══ Material for the task ══
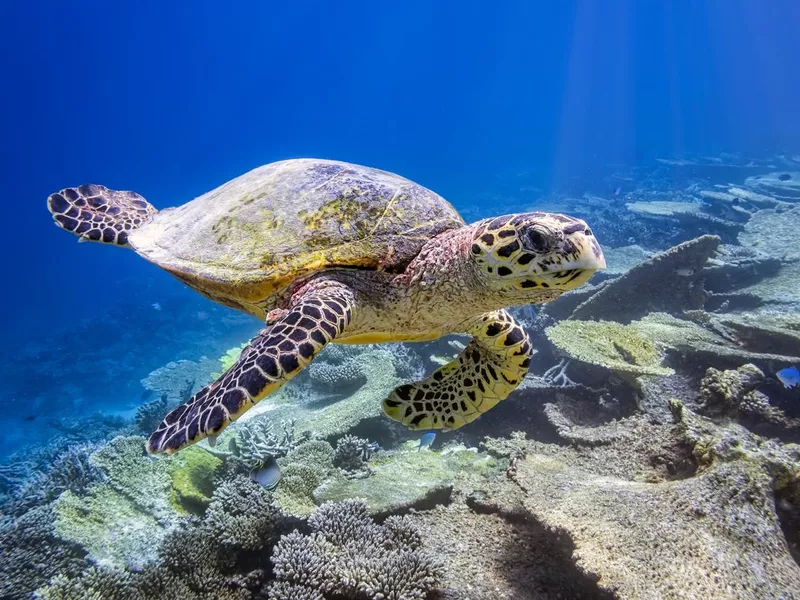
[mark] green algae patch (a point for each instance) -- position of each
(412, 479)
(620, 348)
(193, 480)
(113, 530)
═══
• **Work required**:
Reproduce the items with "green algae patch" replaced by "algae bloom" wherever it occurs, changing nothing else. Omit the pictures.

• **Written answer**:
[mark] algae bloom (a point for each instance) -- position of each
(412, 479)
(620, 348)
(193, 480)
(113, 530)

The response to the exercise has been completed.